# [Problèmes à résoudre]
1. Recopiez fidèlement le passage du texte sur l'accident de ski qui va de « Le 29 février » jusqu'à « dévalent les pistes. » inclus.
2. Selon le texte sur l'accident de ski, dans quelle ville la famille Thibaudeau a-t-elle loué les skis ?

# [Texte à analyser]
Le 29 février dernier, Sophie Thibaudeau, 13 ans, a eu un grave accident de ski du Vermont. Cinq jours plus tard, elle a succombé à ses blessures. Elle ne portait pas de casque. Aujourd'hui, la douleur est toujours vive pour sa mère. Afin d'éviter que d'autres familles ne vivent pareil calvaire, Catherine Thibaudeau part en croisade pour inciter les enfants à protéger leur tête lorsqu'ils dévalent les pistes.

À chaque relâche scolaire, Sophie et sa soeur jumelle, Émilie, partaient en voyage de ski avec leur père et des amis. En prévision de ce voyage, la famille Thibaudeau a loué des skis dans une boutique de Montréal en février dernier.

# [Données fournies]
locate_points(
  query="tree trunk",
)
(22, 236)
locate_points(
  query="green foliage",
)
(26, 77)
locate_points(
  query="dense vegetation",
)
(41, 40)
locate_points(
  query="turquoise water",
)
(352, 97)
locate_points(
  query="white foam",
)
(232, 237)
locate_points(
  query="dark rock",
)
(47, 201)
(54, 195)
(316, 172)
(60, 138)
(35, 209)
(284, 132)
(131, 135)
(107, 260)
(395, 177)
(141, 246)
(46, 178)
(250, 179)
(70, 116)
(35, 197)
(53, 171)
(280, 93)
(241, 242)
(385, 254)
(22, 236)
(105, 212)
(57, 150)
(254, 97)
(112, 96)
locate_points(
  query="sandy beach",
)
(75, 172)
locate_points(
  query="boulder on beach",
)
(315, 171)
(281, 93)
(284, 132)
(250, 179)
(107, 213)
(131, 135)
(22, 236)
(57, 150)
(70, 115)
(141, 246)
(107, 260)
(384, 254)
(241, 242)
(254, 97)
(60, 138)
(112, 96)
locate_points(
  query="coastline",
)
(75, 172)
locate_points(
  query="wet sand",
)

# [Résultats de l'exercice]
1.
Le 29 février dernier, Sophie Thibaudeau, 13 ans, a eu un grave accident de ski du Vermont. Cinq jours plus tard, elle a succombé à ses blessures. Elle ne portait pas de casque. Aujourd'hui, la douleur est toujours vive pour sa mère. Afin d'éviter que d'autres familles ne vivent pareil calvaire, Catherine Thibaudeau part en croisade pour inciter les enfants à protéger leur tête lorsqu'ils dévalent les pistes.

2. Dans une boutique de Montréal.